_Brano selezionato_
----------------------------------------
Il presente contributo analizza il tema della responsabilità ex D.Lgs. 231/2001 connessa ai reati presupposto commessi da soggetti apicali “di fatto”, alla luce della recente sentenza della Cassazione n. 3211 dello scorso 26 gennaio che ha fornito un’interpretazione estesa di tale categoria di soggetti.
Nel definire i criteri di attribuzione della responsabilità amministrativa da reato degli enti, l’art. 5 del D.Lgs. 231/2001 prevede che l’ente è responsabile per i reati presupposto commessi nel suo interesse o a suo vantaggio da due categorie di soggetti, ovverosia gli “apicali”, da un lato, e i “sottoposti”, dall’altro lato. Nel novero dei soggetti appartenenti alla prima categoria, l’articolo in parola introduce un’ulteriore distinzione: al ricorrere degli altri criteri di imputazione, l’ente può essere ritenuto responsabile per reati commessi non solo da apicali “di diritto” (“persone che rivestono funzioni di rappresentanza, di amministrazione o di direzione dell’ente o di una sua unità organizzativa dotata di autonomia finanziaria e funzionale”), ma anche da apicali “di fatto” (“persone che esercitano, anche di fatto, la gestione e il controllo” dell’ente).
Con la sentenza n. 3211 del 16 gennaio 2024, la quinta sezione penale della Corte di Cassazione fornisce una propria interpretazione in merito alla nozione di “esercizio di fatto della gestione e del controllo dell’ente” e all’estensione della categoria dei soggetti apicali “di fatto”.
Il caso esaminato dalla Suprema Corte riguarda, inter alia, la condanna di una società per l’illecito amministrativo di cui all’art. 24-bis del D.Lgs. 231/2001 in relazione alla commissione del reato di accesso abusivo ad un sistema informatico o telematico (art. 615-ter c.p.) da parte di soggetti non ancora assunti dalla società ed entrati a far parte della stessa solo in un momento successivo.
----------------------------------------
_Compiti da svolgere_
[1] Indica se le seguenti affermazioni concordano con il brano sulla responsabilità degli enti, rispondendo sì o no e citando le parole decisive: (a) l'art. 5 del D.Lgs. 231/2001 individua due categorie di soggetti; (b) la sentenza esaminata è stata pronunciata dalla terza sezione penale della Corte di Cassazione; (c) il reato di accesso abusivo è stato commesso da soggetti già assunti dalla società.
[2] Scrivi il seguito del brano sulla responsabilità degli enti, a partire dalla sua ultima frase.

_Dati forniti_
----------------------------------------
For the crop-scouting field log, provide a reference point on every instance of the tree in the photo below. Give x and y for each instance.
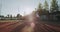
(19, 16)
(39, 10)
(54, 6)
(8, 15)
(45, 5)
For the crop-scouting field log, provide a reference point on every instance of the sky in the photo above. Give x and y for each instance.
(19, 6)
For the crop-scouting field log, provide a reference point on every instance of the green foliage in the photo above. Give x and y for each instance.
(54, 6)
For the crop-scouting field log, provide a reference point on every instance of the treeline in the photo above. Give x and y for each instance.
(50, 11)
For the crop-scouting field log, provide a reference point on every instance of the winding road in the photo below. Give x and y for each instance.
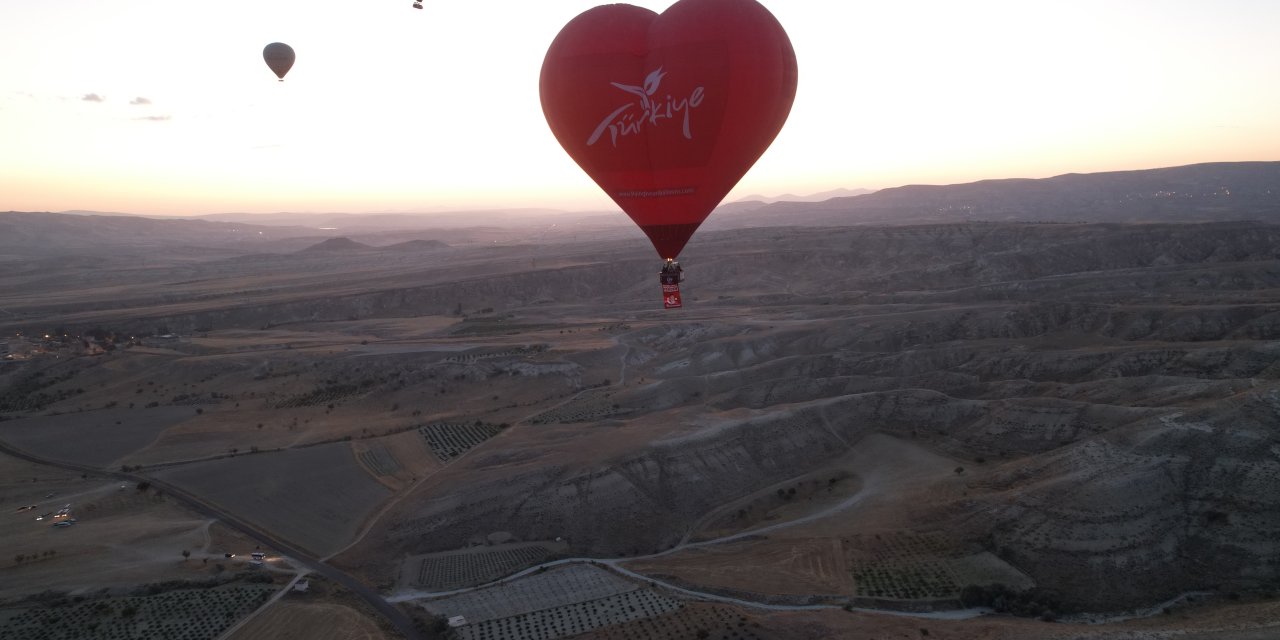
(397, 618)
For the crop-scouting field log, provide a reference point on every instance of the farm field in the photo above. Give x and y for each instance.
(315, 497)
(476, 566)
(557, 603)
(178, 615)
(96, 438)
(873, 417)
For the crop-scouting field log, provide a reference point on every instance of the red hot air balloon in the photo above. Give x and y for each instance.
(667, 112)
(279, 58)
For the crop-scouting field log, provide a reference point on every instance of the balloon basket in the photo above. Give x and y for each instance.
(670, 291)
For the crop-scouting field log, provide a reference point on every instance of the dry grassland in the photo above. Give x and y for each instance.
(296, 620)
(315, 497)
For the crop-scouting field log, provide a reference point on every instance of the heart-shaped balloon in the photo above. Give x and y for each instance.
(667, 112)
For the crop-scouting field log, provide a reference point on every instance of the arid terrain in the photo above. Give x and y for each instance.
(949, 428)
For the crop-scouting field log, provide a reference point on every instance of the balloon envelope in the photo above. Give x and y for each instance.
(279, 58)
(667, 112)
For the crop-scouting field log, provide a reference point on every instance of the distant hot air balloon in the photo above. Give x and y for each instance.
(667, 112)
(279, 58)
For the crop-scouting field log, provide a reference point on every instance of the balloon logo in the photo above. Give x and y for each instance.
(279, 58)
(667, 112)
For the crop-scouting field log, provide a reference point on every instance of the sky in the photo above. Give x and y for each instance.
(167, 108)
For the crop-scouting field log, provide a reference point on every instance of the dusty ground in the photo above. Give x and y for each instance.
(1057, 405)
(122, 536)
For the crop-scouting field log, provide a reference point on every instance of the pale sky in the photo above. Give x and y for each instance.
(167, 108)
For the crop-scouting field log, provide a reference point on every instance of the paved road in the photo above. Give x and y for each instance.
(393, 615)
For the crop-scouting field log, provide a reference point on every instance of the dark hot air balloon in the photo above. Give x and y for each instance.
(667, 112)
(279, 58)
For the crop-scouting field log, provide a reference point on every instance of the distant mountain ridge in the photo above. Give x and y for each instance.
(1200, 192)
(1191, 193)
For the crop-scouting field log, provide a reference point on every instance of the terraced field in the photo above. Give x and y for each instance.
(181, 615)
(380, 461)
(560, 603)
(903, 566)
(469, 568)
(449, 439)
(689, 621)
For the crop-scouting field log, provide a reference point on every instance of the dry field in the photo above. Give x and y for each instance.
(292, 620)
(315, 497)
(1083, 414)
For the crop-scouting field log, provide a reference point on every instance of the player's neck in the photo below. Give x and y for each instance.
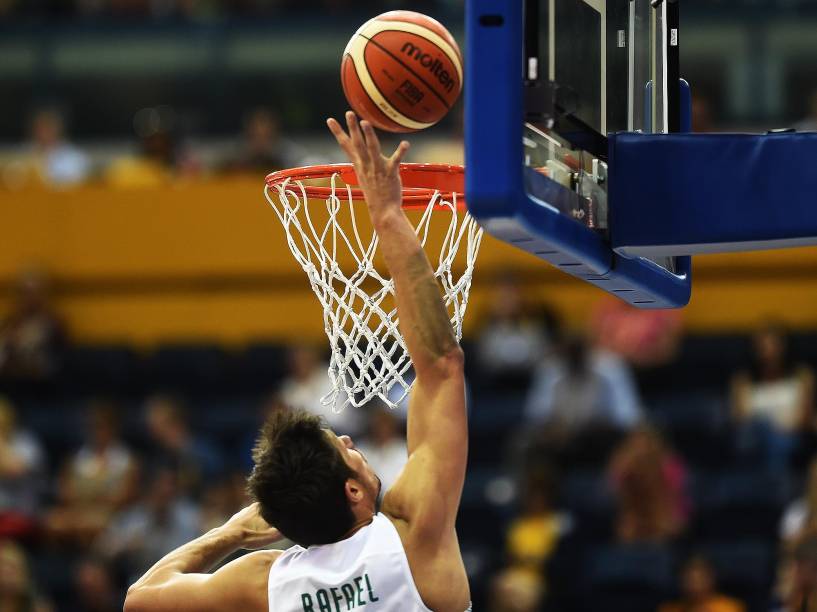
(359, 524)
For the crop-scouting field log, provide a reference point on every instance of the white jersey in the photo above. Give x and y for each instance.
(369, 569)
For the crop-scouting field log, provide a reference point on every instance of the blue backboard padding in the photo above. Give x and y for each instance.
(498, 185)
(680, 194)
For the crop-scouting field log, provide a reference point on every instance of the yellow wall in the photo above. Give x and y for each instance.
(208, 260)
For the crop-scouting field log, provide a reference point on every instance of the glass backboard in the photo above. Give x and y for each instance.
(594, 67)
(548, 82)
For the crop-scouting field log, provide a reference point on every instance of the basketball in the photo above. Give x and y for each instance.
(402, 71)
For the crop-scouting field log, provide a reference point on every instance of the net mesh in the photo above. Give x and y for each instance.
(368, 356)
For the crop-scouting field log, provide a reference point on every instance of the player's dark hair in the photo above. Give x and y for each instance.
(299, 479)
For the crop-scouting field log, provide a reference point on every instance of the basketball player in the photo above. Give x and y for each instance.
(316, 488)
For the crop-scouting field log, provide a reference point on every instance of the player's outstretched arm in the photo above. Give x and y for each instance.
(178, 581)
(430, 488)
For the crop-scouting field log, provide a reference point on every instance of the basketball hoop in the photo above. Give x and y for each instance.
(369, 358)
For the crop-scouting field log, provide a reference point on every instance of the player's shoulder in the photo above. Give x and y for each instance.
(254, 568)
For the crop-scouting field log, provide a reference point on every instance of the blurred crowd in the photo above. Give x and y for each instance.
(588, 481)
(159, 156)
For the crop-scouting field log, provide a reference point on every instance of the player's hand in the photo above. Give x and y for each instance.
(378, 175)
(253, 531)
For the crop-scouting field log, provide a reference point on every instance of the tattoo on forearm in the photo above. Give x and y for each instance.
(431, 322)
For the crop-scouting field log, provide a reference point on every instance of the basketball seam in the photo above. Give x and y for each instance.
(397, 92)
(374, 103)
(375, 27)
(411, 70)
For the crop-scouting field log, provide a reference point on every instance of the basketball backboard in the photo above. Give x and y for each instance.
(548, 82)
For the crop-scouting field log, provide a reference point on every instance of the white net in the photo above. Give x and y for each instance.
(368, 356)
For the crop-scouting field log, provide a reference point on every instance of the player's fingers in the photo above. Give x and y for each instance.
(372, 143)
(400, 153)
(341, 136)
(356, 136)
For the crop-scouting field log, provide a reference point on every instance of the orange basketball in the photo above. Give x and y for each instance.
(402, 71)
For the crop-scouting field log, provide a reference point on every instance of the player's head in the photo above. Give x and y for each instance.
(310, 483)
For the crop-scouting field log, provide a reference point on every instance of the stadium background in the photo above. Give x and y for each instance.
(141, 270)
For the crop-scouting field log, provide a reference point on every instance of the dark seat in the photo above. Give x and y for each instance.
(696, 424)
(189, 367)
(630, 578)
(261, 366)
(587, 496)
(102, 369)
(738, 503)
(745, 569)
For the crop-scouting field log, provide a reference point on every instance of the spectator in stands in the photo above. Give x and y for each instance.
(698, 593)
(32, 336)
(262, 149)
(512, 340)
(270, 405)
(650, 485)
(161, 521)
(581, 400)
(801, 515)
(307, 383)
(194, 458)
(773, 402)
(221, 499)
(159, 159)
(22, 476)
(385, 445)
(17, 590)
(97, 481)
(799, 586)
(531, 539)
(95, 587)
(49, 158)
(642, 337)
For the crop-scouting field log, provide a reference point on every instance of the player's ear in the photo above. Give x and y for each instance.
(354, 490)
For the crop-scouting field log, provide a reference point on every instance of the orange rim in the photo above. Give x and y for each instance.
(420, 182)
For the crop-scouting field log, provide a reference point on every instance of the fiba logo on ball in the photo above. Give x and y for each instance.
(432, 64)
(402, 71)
----------------------------------------
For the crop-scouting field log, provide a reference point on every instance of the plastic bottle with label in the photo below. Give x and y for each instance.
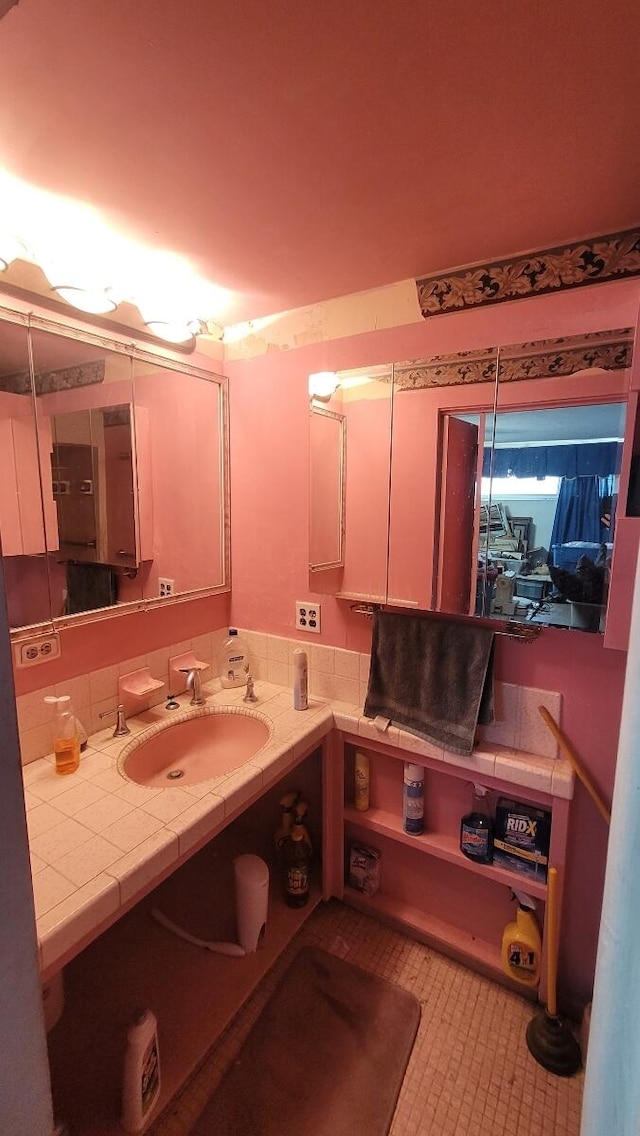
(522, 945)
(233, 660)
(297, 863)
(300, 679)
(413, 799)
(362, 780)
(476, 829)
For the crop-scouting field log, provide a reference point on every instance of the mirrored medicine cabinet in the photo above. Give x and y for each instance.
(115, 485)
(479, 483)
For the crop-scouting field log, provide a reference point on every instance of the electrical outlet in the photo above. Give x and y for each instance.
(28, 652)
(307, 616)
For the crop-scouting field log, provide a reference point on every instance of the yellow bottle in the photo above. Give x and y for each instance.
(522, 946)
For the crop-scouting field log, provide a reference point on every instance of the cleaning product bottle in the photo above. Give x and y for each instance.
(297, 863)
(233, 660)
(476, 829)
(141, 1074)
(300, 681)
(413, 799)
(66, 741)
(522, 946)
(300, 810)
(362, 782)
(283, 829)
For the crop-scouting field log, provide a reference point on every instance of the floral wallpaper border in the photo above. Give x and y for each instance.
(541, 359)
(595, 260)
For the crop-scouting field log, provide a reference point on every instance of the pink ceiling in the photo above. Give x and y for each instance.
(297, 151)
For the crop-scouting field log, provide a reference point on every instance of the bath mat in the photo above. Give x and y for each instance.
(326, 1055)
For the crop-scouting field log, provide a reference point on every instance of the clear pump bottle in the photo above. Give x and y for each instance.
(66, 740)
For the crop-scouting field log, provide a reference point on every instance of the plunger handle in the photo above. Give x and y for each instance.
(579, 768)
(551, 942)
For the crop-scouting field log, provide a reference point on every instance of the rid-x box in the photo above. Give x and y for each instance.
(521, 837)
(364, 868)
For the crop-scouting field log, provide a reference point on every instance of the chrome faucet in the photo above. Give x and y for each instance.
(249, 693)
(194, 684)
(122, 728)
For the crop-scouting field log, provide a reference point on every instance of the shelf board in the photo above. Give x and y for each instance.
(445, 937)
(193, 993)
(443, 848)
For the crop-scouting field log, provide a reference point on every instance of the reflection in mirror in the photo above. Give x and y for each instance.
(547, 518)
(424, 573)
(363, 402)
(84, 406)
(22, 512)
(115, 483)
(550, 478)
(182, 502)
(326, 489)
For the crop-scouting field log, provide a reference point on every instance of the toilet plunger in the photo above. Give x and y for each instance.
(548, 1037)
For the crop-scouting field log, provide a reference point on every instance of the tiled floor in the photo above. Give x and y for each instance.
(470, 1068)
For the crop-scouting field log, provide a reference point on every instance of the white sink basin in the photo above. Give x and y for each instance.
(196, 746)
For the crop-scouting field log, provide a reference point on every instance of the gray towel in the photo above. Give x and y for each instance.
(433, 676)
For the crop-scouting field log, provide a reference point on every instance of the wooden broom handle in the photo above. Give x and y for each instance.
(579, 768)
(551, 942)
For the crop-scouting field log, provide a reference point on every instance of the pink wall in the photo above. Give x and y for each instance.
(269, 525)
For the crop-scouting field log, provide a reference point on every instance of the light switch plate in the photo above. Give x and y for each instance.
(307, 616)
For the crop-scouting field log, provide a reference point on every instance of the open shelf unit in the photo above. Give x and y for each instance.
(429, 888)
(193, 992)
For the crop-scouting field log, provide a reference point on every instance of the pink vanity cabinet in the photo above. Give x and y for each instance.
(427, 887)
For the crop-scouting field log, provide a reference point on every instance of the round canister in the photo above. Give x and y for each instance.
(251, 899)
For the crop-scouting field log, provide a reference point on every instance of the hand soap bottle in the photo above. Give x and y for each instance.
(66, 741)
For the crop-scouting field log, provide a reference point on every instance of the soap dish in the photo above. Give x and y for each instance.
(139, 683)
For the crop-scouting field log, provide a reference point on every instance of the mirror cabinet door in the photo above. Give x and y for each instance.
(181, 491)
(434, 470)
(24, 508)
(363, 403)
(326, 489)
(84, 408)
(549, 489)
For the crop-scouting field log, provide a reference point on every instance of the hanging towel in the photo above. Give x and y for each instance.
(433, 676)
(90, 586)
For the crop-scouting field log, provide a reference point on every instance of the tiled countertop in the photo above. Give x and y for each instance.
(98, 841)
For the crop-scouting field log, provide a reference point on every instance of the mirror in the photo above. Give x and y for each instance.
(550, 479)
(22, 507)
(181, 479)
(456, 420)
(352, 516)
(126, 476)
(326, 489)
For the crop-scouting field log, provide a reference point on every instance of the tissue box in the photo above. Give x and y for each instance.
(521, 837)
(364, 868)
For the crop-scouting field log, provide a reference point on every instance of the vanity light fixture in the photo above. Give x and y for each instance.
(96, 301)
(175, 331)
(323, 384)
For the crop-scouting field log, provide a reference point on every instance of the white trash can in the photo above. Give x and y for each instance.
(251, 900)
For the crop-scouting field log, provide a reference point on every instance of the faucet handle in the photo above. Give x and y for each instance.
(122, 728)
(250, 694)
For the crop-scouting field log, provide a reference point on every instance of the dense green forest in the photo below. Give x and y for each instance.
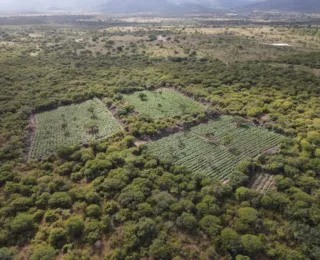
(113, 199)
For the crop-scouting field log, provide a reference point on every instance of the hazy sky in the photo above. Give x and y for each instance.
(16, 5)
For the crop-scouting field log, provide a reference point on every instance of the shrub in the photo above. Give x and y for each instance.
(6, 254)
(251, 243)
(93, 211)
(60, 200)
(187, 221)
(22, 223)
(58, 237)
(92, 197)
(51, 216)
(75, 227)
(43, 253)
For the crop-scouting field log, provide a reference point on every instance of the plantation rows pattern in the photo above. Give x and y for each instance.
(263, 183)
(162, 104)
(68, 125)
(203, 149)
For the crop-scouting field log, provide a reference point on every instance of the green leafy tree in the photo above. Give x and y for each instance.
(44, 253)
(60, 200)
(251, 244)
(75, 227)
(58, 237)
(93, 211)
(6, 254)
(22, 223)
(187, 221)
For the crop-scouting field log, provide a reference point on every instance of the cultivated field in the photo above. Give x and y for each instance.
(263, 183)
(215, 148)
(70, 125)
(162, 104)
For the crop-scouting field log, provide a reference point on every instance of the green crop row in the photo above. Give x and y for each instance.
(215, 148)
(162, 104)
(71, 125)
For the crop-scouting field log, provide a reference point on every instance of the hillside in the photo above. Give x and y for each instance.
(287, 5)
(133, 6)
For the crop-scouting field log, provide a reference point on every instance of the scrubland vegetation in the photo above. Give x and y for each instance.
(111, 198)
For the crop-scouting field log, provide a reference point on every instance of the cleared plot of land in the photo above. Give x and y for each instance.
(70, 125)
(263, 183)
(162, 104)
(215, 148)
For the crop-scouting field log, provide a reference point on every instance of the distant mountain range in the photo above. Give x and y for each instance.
----------------------------------------
_Risposte_
[1]
(a) Sì: «da due categorie di soggetti, ovverosia gli “apicali”, da un lato, e i “sottoposti”, dall’altro lato».
(b) No: «la quinta sezione penale della Corte di Cassazione».
(c) No: «da parte di soggetti non ancora assunti dalla società».

[2]
A fronte della doglianza della società, che sosteneva di essere stata erroneamente ritenuta responsabile di fatti di reato commessi dagli imputati quando questi ultimi non erano ancora alle dipendenze della società medesima, la Corte di legittimità annulla con rinvio il capo della sentenza in esame, riconoscendo che, proprio in ragione della peculiare posizione degli imputati, nelle decisioni di merito avrebbe dovuto essere compiuto un accertamento sulla possibilità di considerare gli stessi, in virtù dell’art. 5, lett. a), ultima parte, del D.Lgs. 231/2001, “persone che esercitano, anche di fatto, la gestione e il controllo dello stesso”.
Al fine di guidare le valutazioni del giudice del rinvio, la Suprema Corte, formula, quindi, alcuni princìpi di diritto sul significato da attribuire alla suddetta locuzione, intervenendo anche nell’ampio dibattito sviluppatosi in merito all’accezione da attribuire alla nozione di “controllo di fatto”.
Prima di addentrarsi nella questione controversa, la Corte di legittimità parte dai seguenti assunti (condivisi in dottrina e in giurisprudenza):
- il legislatore ha inteso limitare la possibilità di attribuire all’ente la responsabilità per gli illeciti commessi da soggetti che non rivestono incarichi formali apicali alle sole ipotesi nelle quali detti soggetti esercitino sia la gestione sia il controllo della società (come, peraltro, reso evidente dall’utilizzo della locuzione congiuntiva “e”);
- per l’interpretazione della nozione di “gestione di fatto” dell’ente soccorrono gli indici presuntivi previsti dall’ 2639 c.c. ai fini della definizione della categoria dell’amministratore di fatto.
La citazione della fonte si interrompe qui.